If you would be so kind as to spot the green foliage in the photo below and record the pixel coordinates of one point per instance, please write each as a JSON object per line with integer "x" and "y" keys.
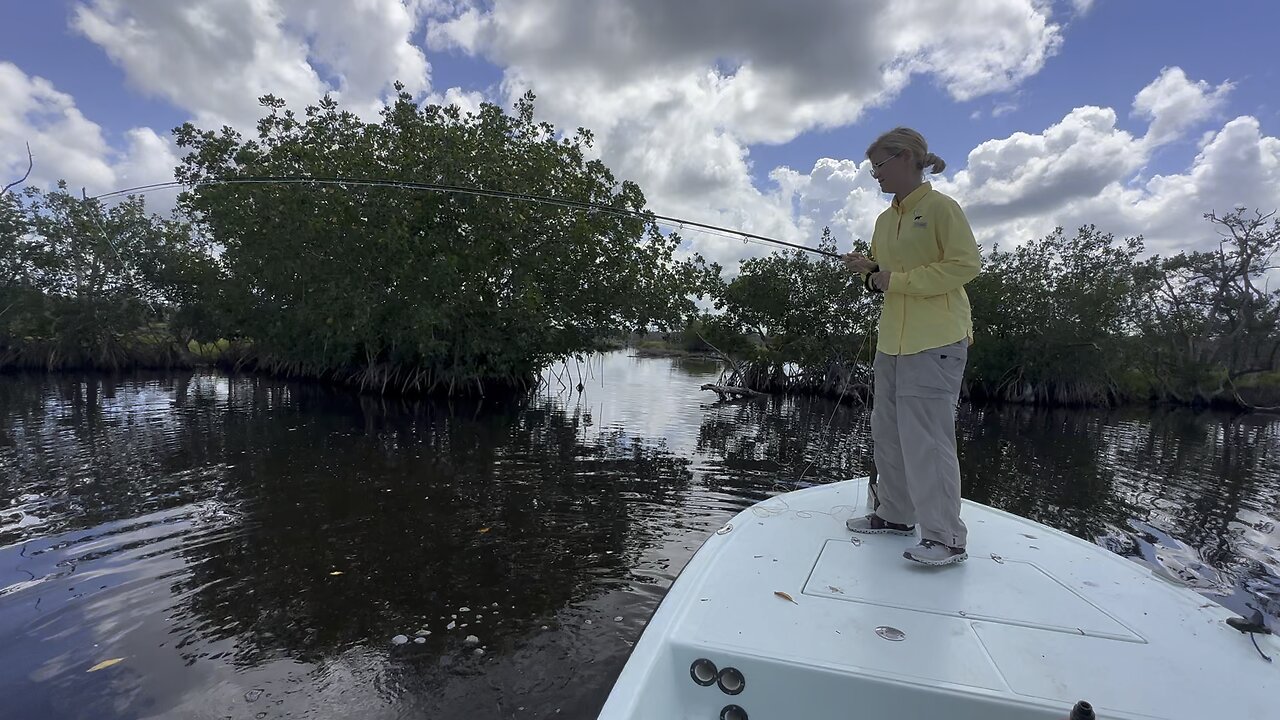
{"x": 392, "y": 287}
{"x": 86, "y": 286}
{"x": 807, "y": 310}
{"x": 1216, "y": 324}
{"x": 1052, "y": 319}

---+---

• _TASK REQUIREMENTS_
Every entry should be returned exactly as written, minus the pictures.

• _PROBLEM SOLUTION_
If you would be so kind as to spot the green foliage in the photo below and record the pixel coordinates of one point per instance, please write each as a JSON object per line with integer "x" and "y" keys.
{"x": 392, "y": 287}
{"x": 86, "y": 286}
{"x": 807, "y": 310}
{"x": 1216, "y": 324}
{"x": 1052, "y": 319}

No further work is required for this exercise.